• Task to complete: Pictures do not belong in the copy; quote every entry below exactly.

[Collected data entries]
↓↓↓
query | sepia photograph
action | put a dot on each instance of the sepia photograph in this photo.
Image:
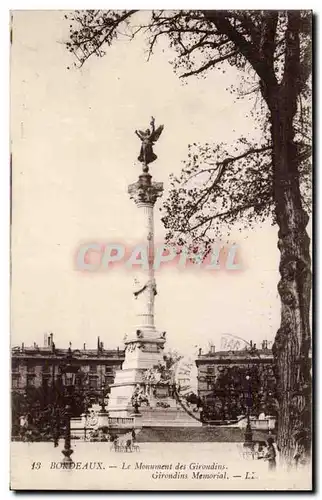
(161, 250)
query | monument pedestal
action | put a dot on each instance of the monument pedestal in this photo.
(136, 385)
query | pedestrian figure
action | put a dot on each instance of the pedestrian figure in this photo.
(270, 455)
(128, 445)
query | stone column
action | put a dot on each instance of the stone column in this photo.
(144, 193)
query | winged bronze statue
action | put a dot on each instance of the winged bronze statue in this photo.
(148, 138)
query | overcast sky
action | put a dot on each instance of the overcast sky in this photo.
(74, 154)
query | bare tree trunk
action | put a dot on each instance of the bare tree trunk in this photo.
(293, 339)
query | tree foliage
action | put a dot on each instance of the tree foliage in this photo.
(250, 180)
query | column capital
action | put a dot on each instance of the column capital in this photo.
(145, 191)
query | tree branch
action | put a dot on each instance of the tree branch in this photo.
(209, 64)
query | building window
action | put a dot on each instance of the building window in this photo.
(46, 380)
(30, 381)
(93, 383)
(109, 379)
(14, 365)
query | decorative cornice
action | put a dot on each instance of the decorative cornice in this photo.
(144, 191)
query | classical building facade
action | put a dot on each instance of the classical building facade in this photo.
(213, 363)
(39, 367)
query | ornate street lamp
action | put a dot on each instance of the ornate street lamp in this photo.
(69, 371)
(248, 432)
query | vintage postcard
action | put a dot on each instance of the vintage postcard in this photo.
(160, 250)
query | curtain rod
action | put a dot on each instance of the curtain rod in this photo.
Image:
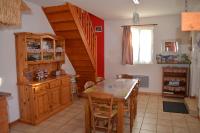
(140, 25)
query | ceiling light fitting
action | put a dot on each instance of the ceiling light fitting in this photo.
(136, 2)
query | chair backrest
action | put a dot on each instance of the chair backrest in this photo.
(89, 84)
(100, 104)
(124, 76)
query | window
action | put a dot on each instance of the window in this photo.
(142, 42)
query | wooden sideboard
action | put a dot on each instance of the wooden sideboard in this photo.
(41, 96)
(40, 100)
(4, 128)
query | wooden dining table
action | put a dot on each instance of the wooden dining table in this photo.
(122, 90)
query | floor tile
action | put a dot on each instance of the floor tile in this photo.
(150, 119)
(151, 127)
(181, 129)
(147, 131)
(164, 129)
(164, 122)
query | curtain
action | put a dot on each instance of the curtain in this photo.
(127, 49)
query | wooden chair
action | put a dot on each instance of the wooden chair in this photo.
(88, 84)
(132, 111)
(101, 107)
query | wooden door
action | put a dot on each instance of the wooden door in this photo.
(54, 97)
(65, 91)
(65, 95)
(42, 105)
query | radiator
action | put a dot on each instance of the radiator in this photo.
(144, 80)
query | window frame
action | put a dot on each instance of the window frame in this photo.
(152, 44)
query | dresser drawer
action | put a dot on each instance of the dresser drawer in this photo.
(55, 83)
(41, 88)
(65, 81)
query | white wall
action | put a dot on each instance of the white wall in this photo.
(34, 22)
(165, 30)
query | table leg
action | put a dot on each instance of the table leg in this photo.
(87, 118)
(120, 117)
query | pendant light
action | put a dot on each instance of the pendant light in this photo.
(137, 2)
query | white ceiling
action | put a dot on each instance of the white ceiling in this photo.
(123, 9)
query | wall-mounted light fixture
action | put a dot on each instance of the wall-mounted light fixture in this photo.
(136, 2)
(0, 81)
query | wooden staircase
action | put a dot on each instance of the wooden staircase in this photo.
(75, 26)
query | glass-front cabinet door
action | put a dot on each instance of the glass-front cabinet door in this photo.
(48, 48)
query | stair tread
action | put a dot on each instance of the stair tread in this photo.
(55, 9)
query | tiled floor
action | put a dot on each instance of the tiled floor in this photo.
(150, 119)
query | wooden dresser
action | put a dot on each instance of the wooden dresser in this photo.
(4, 128)
(41, 96)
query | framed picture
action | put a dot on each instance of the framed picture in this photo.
(98, 28)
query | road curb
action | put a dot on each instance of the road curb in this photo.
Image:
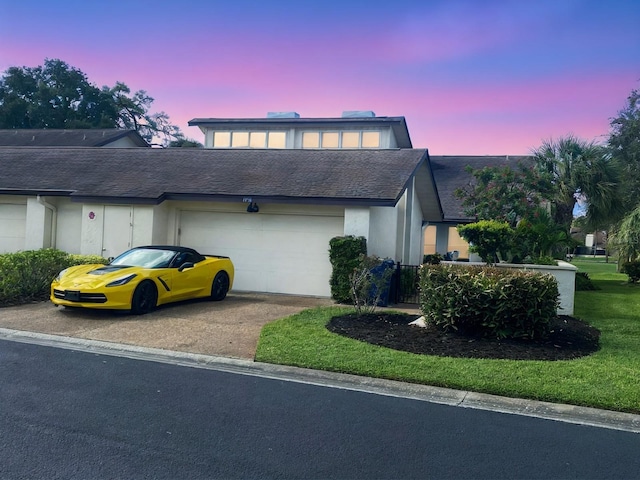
(551, 411)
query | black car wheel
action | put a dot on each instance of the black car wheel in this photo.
(144, 299)
(220, 286)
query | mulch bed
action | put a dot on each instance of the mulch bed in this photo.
(569, 338)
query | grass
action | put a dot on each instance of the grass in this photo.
(607, 379)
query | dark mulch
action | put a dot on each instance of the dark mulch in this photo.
(570, 338)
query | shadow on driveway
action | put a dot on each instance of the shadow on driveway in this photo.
(229, 328)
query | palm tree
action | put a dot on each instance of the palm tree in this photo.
(579, 166)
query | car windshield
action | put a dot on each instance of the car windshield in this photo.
(145, 257)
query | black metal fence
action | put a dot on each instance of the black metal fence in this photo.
(405, 284)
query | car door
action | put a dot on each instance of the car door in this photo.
(192, 281)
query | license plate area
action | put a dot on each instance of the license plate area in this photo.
(72, 295)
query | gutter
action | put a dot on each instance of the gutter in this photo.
(54, 218)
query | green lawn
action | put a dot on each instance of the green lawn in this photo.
(608, 379)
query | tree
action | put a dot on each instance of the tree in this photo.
(577, 166)
(503, 193)
(626, 239)
(56, 95)
(133, 113)
(624, 144)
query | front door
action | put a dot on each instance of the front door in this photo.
(117, 231)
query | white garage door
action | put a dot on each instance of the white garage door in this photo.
(13, 221)
(271, 253)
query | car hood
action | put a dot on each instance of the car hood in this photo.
(91, 276)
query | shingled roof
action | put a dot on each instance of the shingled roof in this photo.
(67, 138)
(449, 174)
(145, 175)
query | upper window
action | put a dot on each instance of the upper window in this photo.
(350, 139)
(330, 140)
(245, 139)
(310, 139)
(347, 139)
(370, 139)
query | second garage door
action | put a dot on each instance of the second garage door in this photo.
(271, 253)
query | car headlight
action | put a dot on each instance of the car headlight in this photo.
(122, 281)
(60, 275)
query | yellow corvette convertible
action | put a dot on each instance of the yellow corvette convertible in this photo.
(142, 278)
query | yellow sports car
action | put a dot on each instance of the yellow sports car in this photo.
(142, 278)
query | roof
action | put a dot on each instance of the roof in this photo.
(67, 138)
(449, 175)
(397, 124)
(146, 175)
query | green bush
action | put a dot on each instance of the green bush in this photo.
(632, 269)
(369, 283)
(583, 282)
(488, 301)
(487, 238)
(344, 254)
(26, 276)
(432, 259)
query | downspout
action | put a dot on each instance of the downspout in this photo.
(54, 218)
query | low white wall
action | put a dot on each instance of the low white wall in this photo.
(564, 273)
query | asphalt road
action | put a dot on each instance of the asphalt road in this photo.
(72, 414)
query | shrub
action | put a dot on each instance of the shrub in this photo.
(583, 282)
(344, 254)
(632, 269)
(27, 275)
(488, 301)
(370, 282)
(487, 238)
(432, 259)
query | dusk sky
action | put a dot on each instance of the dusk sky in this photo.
(472, 77)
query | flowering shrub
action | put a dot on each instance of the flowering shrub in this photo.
(488, 301)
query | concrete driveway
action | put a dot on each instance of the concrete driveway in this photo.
(229, 328)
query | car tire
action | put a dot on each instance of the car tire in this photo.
(145, 298)
(219, 286)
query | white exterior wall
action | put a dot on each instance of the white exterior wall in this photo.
(68, 226)
(383, 239)
(13, 212)
(142, 225)
(91, 229)
(399, 230)
(357, 222)
(37, 224)
(159, 234)
(417, 232)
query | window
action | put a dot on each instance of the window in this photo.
(370, 139)
(310, 139)
(258, 139)
(277, 140)
(330, 140)
(240, 139)
(350, 139)
(221, 139)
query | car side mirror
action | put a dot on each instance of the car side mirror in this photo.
(186, 265)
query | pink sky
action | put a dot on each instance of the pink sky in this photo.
(471, 77)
↑↑↑
• Exercise solution:
query | sepia photograph
action | put a dot on each instance of the sepia photograph in this photo.
Image:
(161, 250)
query | monument pedestal
action | put a dot on each instance of the monument pedestal in this photo.
(136, 385)
query | pedestrian figure
action | put a dot on each instance of the pedestrian figure in this photo.
(270, 455)
(128, 445)
query | stone column
action | put a dot on each instance of the stone column in this photo.
(144, 193)
query | winged bronze statue
action | put a dot on each instance of the winged bronze statue in this photo.
(148, 138)
query | overcast sky
action | put a dot on each instance of the overcast sky in this photo.
(74, 154)
query | bare tree trunk
action | put a dot on each instance of the bare tree trunk in this photo.
(293, 339)
query | tree foliage
action | put a dot on each instance of the tree foliage in this photo.
(250, 180)
query | column capital
action | put a dot on each instance of the column capital in this photo.
(145, 191)
query | tree branch
action | put a dot on each instance of the tree branch in this photo.
(209, 64)
query | building window
action | put a dot on each instance of the building window in this photo.
(46, 380)
(30, 381)
(93, 383)
(109, 379)
(14, 365)
query | decorative cornice
action | put a dot on each instance of the decorative cornice in this photo.
(144, 191)
query | classical building facade
action | put a dot on each instance of the classical building facade in this photo.
(213, 363)
(39, 367)
query | ornate street lamp
action | put a dot on each instance of the ornate street lamp in this photo.
(69, 371)
(248, 432)
query | vintage postcard
action | put a dot on each instance of the vintage postcard in this photo.
(160, 250)
query | curtain rod
action | put a dot on each instance of the curtain rod in this photo.
Image:
(140, 25)
query | ceiling light fitting
action | put a dot on each instance of the ceiling light fitting in this photo.
(136, 2)
query | chair backrest
action | put a dot on each instance of the chair backrest in this photo.
(89, 84)
(100, 104)
(124, 76)
query | window
action | put a dot on each instance of the window in this photo.
(142, 42)
query | wooden sideboard
action | put a dot on each instance of the wooden sideboard in this photo.
(41, 96)
(40, 100)
(4, 128)
query | wooden dining table
action | put a dot on each instance of the wooden dining table in this photo.
(122, 90)
query | floor tile
action | put a dot on each instance of the floor tile in this photo.
(150, 119)
(151, 127)
(181, 129)
(147, 131)
(164, 129)
(164, 122)
query | curtain
action | put a dot on each instance of the curtain in this photo.
(127, 49)
query | wooden chair
action | put a dot on each instance of the wooden chair in this photo.
(88, 84)
(132, 111)
(101, 107)
query | wooden door
action | put a dot on each instance of the wooden door in this photo.
(54, 97)
(65, 91)
(65, 95)
(42, 105)
query | radiator
action | put a dot on each instance of the radiator in this photo.
(144, 80)
query | window frame
action | put a dot on each instance of the window frame in this photo.
(152, 44)
query | dresser drawer
action | put a dot on each instance of the dresser drawer in this photo.
(55, 83)
(41, 88)
(65, 81)
query | white wall
action | put a dot on each instance of the white wall in this photo.
(34, 22)
(165, 30)
query | table leg
action | put a dot on each instance of the table leg in this photo.
(87, 118)
(120, 117)
query | pendant light
action | put a dot on each instance of the pendant light in this photo.
(137, 2)
query | white ceiling
action | put a dot on each instance of the white ceiling in this photo.
(123, 9)
query | wall-mounted light fixture
action | put a dot on each instance of the wall-mounted light fixture in this photo.
(136, 2)
(0, 81)
query | wooden staircase
action | put a dot on each instance of the wooden staircase in this photo.
(75, 26)
query | glass-front cabinet door
action | put a dot on each instance of the glass-front cabinet door in this photo.
(48, 48)
query | stair tread
action | put a dot on each instance of the stair tread in this photo.
(55, 9)
query | tiled floor
action | put a dot on each instance of the tiled floor in this photo.
(150, 119)
query | wooden dresser
action | put a dot on each instance of the wooden dresser in this photo.
(4, 128)
(41, 96)
query | framed picture
action | put a dot on each instance of the framed picture in this photo.
(98, 28)
query | road curb
action | put a dot on each instance of the road curb in this photo.
Image:
(551, 411)
query | black car wheel
action | put a dot on each instance of the black car wheel in this photo.
(144, 299)
(220, 286)
query | mulch bed
action | put a dot on each instance of the mulch bed in this photo.
(569, 338)
query | grass
action | put a dot on each instance of the grass in this photo.
(607, 379)
query | dark mulch
action | put a dot on each instance of the dark mulch in this photo.
(570, 338)
query | shadow on driveway
action | put a dot on each instance of the shadow on driveway in this photo.
(229, 328)
query | palm tree
action | put a dot on each instance of the palm tree in this photo.
(579, 166)
query | car windshield
action | put a dot on each instance of the car windshield in this photo.
(145, 257)
query | black metal fence
action | put a dot on each instance of the black metal fence in this photo.
(405, 284)
query | car door
action | put a dot on each instance of the car door in this photo.
(192, 281)
query | license plate area
action | put a dot on each instance of the license plate area in this photo.
(72, 295)
query | gutter
action | put a dot on each instance of the gutter in this photo.
(54, 218)
query | green lawn
action | put a dot on each instance of the green lawn in this photo.
(608, 379)
query | tree
action | put a dot on each instance of the tree in this photo.
(577, 166)
(503, 193)
(626, 239)
(56, 95)
(133, 113)
(624, 144)
query | front door
action | put a dot on each instance of the front door in this photo.
(117, 231)
query | white garage door
action | put a dot on each instance of the white garage door in this photo.
(13, 221)
(271, 253)
query | car hood
action | put a dot on each instance of the car hood in this photo.
(91, 276)
query | shingled roof
action | put a dot on each instance of the shingled roof in this photo.
(67, 138)
(449, 174)
(145, 175)
query | upper window
action | put a dot on each instance of the upper window in this photo.
(350, 139)
(330, 140)
(245, 139)
(310, 139)
(347, 139)
(370, 139)
query | second garage door
action | put a dot on each instance of the second garage door in this photo.
(271, 253)
query | car headlight
action | put a dot on each instance of the car headlight in this photo.
(122, 281)
(60, 275)
query | yellow corvette convertible
action | put a dot on each instance of the yellow corvette convertible in this photo.
(142, 278)
query | yellow sports car
action | put a dot on each instance of the yellow sports car in this photo.
(142, 278)
query | roof
action | put a dot on each instance of the roof in this photo.
(67, 138)
(449, 175)
(397, 124)
(146, 175)
query | green bush
action | put a dot on each instance of the green bush in this photo.
(632, 269)
(369, 283)
(583, 282)
(488, 301)
(487, 238)
(344, 254)
(26, 276)
(432, 259)
query | downspout
action | put a dot on each instance of the downspout in this photo.
(54, 218)
query | low white wall
action | put a dot on each instance of the low white wall in this photo.
(564, 273)
query | asphalt road
action | put a dot on each instance of the asphalt road in this photo.
(72, 414)
query | shrub
action | put a dot on each instance of the shrub in this photo.
(583, 282)
(344, 254)
(632, 269)
(27, 275)
(488, 301)
(370, 282)
(487, 238)
(432, 259)
query | dusk sky
action | put a dot on each instance of the dusk sky in this photo.
(472, 77)
query | flowering shrub
action | put a dot on each instance of the flowering shrub in this photo.
(488, 301)
query | concrete driveway
action | put a dot on each instance of the concrete driveway in this photo.
(229, 328)
query | car tire
action | put a dot on each instance of the car tire in this photo.
(145, 298)
(219, 286)
query | white exterior wall
action | put a dot on each instance of the white exterior wall in this photo.
(68, 226)
(383, 239)
(13, 212)
(142, 225)
(91, 229)
(399, 230)
(357, 222)
(37, 224)
(159, 234)
(417, 232)
query | window
action | put a dot on each instance of the window in this photo.
(370, 139)
(310, 139)
(258, 139)
(277, 140)
(330, 140)
(240, 139)
(350, 139)
(221, 139)
query | car side mirror
action | put a dot on each instance of the car side mirror in this photo.
(186, 265)
query | pink sky
action | put a dot on each instance of the pink sky in this photo.
(471, 77)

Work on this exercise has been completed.